◆ Short task:
Gather every line below that contains the word "with" and copy each one out.

Annotated coordinate records

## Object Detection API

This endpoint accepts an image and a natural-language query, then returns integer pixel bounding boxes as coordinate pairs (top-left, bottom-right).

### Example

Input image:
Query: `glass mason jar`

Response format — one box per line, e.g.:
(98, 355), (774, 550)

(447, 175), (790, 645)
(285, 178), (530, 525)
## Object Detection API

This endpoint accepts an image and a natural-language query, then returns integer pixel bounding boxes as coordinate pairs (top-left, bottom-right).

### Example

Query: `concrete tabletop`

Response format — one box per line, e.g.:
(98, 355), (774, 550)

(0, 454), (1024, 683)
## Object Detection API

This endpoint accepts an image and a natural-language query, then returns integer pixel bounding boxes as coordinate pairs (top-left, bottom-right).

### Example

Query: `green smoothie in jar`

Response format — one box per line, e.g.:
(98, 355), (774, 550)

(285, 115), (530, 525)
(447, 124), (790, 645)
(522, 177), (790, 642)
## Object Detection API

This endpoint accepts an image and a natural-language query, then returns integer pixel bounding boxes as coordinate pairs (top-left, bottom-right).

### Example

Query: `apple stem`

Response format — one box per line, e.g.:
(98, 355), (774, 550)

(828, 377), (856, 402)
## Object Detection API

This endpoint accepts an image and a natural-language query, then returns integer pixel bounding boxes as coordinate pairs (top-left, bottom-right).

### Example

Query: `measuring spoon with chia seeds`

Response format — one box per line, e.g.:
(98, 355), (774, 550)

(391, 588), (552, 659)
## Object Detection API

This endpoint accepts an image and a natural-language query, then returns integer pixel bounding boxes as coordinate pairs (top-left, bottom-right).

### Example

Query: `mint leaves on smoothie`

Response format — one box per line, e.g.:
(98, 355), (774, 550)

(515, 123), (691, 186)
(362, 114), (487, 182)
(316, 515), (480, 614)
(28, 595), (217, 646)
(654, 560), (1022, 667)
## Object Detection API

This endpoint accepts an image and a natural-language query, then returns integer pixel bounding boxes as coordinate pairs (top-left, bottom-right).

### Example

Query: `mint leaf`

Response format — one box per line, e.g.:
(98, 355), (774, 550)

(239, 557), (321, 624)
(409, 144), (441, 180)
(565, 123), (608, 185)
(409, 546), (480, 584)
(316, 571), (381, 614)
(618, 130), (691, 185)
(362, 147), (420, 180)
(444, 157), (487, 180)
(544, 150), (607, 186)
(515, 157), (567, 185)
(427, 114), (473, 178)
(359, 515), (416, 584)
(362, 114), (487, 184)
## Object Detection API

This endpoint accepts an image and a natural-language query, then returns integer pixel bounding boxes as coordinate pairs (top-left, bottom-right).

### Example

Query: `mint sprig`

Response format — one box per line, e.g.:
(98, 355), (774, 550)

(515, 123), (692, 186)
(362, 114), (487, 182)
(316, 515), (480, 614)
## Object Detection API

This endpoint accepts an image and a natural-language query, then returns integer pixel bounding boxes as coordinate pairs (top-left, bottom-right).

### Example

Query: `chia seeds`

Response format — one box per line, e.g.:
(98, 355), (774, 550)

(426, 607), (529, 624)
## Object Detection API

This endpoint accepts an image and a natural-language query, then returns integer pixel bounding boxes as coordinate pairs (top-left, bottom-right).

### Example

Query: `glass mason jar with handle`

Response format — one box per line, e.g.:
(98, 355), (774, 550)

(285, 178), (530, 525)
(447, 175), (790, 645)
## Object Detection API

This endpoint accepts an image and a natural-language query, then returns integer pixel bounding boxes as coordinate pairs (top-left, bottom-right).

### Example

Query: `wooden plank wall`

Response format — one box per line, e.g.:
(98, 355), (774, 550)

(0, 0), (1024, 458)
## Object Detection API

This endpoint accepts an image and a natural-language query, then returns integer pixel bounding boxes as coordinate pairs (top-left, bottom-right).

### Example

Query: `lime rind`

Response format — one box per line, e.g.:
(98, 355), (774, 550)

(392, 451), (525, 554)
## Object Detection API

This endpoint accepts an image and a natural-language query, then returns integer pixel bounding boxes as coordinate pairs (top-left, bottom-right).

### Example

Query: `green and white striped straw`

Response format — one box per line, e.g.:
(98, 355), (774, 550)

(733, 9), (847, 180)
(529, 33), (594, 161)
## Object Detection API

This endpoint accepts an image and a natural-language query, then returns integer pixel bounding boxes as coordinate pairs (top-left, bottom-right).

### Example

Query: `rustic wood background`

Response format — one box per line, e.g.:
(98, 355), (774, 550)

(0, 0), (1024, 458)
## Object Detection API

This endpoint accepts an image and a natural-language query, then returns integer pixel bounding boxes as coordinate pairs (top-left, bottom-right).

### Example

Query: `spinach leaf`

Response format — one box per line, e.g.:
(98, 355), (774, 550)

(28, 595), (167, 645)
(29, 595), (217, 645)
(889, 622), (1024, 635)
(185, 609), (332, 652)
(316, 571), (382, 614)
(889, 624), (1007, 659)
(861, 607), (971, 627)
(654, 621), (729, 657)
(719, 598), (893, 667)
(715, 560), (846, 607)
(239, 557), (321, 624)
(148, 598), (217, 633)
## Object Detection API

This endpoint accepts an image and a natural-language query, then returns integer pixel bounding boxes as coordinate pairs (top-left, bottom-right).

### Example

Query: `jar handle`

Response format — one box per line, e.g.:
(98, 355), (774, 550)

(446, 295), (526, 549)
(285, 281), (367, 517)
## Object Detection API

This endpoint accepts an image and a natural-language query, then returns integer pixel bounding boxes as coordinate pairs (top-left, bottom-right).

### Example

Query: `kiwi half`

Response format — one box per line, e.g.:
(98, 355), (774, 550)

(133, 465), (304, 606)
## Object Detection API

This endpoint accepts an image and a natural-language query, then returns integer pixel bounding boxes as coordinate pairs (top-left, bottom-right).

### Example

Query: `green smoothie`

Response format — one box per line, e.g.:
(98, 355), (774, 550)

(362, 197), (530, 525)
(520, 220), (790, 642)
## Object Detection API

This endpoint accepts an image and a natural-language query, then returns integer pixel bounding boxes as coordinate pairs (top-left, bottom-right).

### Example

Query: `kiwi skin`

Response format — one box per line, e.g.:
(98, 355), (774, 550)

◆ Correct response:
Query: `measuring spoon with chia seeds`
Query: `glass mason jar with handle`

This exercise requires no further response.